[Input data]
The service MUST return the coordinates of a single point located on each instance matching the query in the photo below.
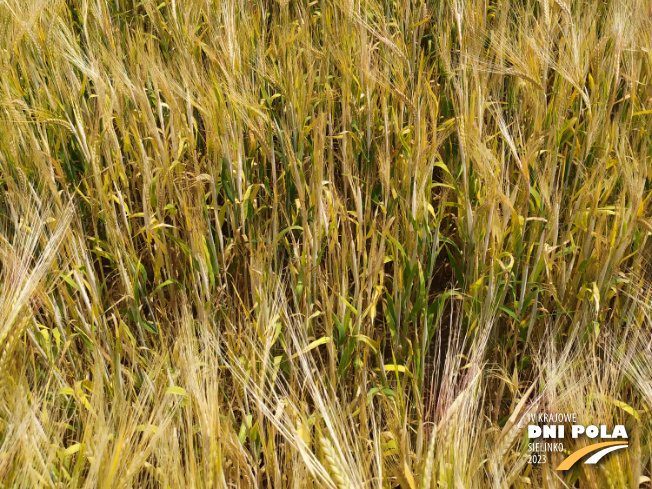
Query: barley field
(338, 244)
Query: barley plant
(337, 244)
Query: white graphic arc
(597, 456)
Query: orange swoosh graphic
(574, 457)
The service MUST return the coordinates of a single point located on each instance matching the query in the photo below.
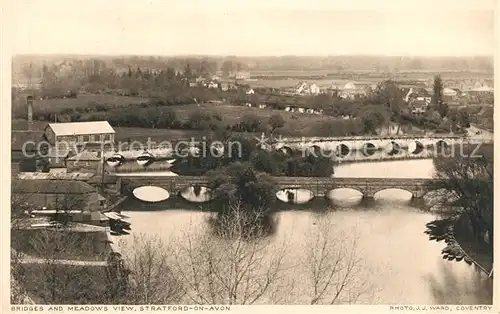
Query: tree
(240, 184)
(466, 187)
(332, 267)
(188, 73)
(437, 97)
(151, 279)
(48, 263)
(228, 268)
(276, 121)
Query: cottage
(449, 92)
(71, 136)
(418, 107)
(56, 194)
(27, 151)
(213, 84)
(84, 162)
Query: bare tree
(332, 267)
(230, 268)
(151, 279)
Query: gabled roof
(85, 155)
(19, 138)
(51, 187)
(81, 128)
(76, 176)
(349, 85)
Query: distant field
(233, 114)
(296, 124)
(277, 79)
(283, 83)
(82, 100)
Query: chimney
(29, 102)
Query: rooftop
(19, 138)
(85, 155)
(77, 176)
(51, 187)
(81, 128)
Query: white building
(70, 136)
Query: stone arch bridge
(318, 186)
(414, 145)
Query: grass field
(233, 114)
(82, 100)
(296, 124)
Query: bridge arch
(441, 146)
(115, 160)
(196, 194)
(342, 150)
(393, 148)
(315, 150)
(287, 150)
(369, 149)
(416, 192)
(145, 158)
(415, 147)
(331, 192)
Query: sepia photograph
(185, 156)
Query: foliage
(239, 183)
(467, 187)
(276, 121)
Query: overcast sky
(163, 27)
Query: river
(398, 262)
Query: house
(418, 107)
(71, 136)
(241, 75)
(84, 162)
(56, 194)
(314, 89)
(304, 88)
(28, 151)
(350, 90)
(449, 92)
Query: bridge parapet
(319, 186)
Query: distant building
(27, 151)
(84, 162)
(304, 88)
(419, 107)
(70, 137)
(449, 92)
(351, 90)
(241, 75)
(56, 194)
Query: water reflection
(398, 263)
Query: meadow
(88, 100)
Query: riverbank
(480, 254)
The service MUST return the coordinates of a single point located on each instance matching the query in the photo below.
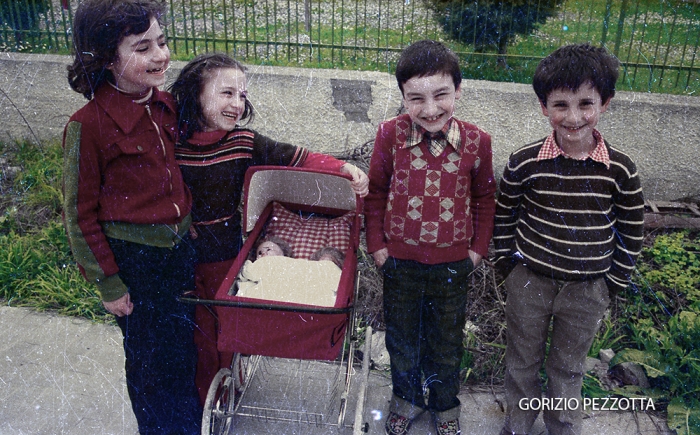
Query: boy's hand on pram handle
(380, 257)
(120, 307)
(360, 181)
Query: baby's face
(268, 249)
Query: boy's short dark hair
(427, 58)
(571, 66)
(99, 27)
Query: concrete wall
(335, 111)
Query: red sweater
(426, 208)
(121, 180)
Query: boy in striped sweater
(569, 228)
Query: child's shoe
(448, 427)
(397, 424)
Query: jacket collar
(122, 108)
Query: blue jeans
(159, 337)
(425, 312)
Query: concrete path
(61, 375)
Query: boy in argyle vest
(429, 217)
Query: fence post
(606, 22)
(620, 26)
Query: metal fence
(656, 40)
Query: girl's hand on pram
(120, 307)
(360, 181)
(380, 257)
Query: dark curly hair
(99, 27)
(187, 90)
(571, 66)
(427, 58)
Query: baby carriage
(276, 339)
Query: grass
(658, 41)
(36, 266)
(655, 323)
(652, 321)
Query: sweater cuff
(505, 265)
(111, 288)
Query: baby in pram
(275, 275)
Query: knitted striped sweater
(213, 165)
(570, 219)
[/Input data]
Prompt
Every entry, exactly as written: transcribe it, passing over any pictures.

Output
The service MUST return the coordinates of a single point located on each instance matching the query in the photo below.
Query: barley field
(338, 244)
Query: barley plant
(337, 244)
Query: white graphic arc
(597, 456)
Query: orange swoosh graphic
(574, 457)
The service MUST return the coordinates of a single point located on each instance matching the query in the photo below.
Query: tree
(240, 184)
(466, 187)
(332, 267)
(188, 73)
(437, 97)
(151, 279)
(48, 263)
(228, 268)
(276, 121)
Query: cottage
(449, 92)
(71, 136)
(418, 107)
(56, 194)
(27, 151)
(213, 84)
(84, 162)
Query: bare tree
(332, 267)
(230, 268)
(151, 279)
Query: gabled roof
(85, 155)
(19, 138)
(51, 187)
(81, 128)
(76, 176)
(349, 85)
Query: distant field
(233, 114)
(296, 124)
(277, 79)
(283, 83)
(82, 100)
Query: chimney
(29, 102)
Query: rooftop
(19, 138)
(85, 155)
(77, 176)
(51, 187)
(81, 128)
Query: white building
(70, 136)
Query: stone arch bridge
(318, 186)
(414, 145)
Query: grass field
(233, 114)
(82, 100)
(296, 124)
Query: bridge arch
(441, 146)
(115, 160)
(196, 194)
(342, 150)
(393, 148)
(315, 150)
(287, 150)
(369, 149)
(416, 192)
(145, 158)
(415, 147)
(331, 192)
Query: sepia photograph
(185, 156)
Query: foliage
(239, 183)
(467, 187)
(276, 121)
Query: overcast sky
(163, 27)
Query: river
(398, 262)
Query: house
(418, 107)
(71, 136)
(241, 75)
(84, 162)
(56, 194)
(314, 89)
(304, 88)
(28, 151)
(350, 90)
(449, 92)
Query: bridge parapet
(319, 186)
Query: distant building
(27, 151)
(84, 162)
(304, 88)
(419, 107)
(70, 137)
(449, 92)
(351, 90)
(241, 75)
(56, 194)
Query: water reflection
(398, 263)
Query: meadow
(88, 100)
Query: riverbank
(480, 254)
The service MUST return the coordinates of a single point located on each instance matching the query in the photo below.
Query: boy's hand on pram handle
(380, 257)
(120, 307)
(360, 181)
Query: baby's face
(268, 249)
Query: boy's short dark hair
(427, 58)
(571, 66)
(99, 27)
Query: concrete wall
(335, 111)
Query: red sweater
(426, 208)
(121, 180)
Query: boy in striped sweater
(569, 228)
Query: child's shoe
(448, 427)
(397, 424)
Query: jacket collar
(122, 108)
Query: blue jeans
(159, 337)
(425, 312)
Query: concrete path
(61, 375)
Query: boy in argyle vest
(429, 217)
Query: fence post
(606, 22)
(620, 26)
Query: metal fence
(656, 40)
Query: girl's hand on pram
(120, 307)
(360, 181)
(380, 257)
Query: dark curly hair
(99, 27)
(187, 90)
(571, 66)
(427, 58)
Query: baby carriage
(276, 339)
Query: grass
(658, 41)
(36, 266)
(655, 323)
(652, 321)
Query: sweater cuff
(505, 265)
(111, 288)
Query: baby in pram
(275, 275)
Query: knitted striped sweater
(213, 165)
(570, 219)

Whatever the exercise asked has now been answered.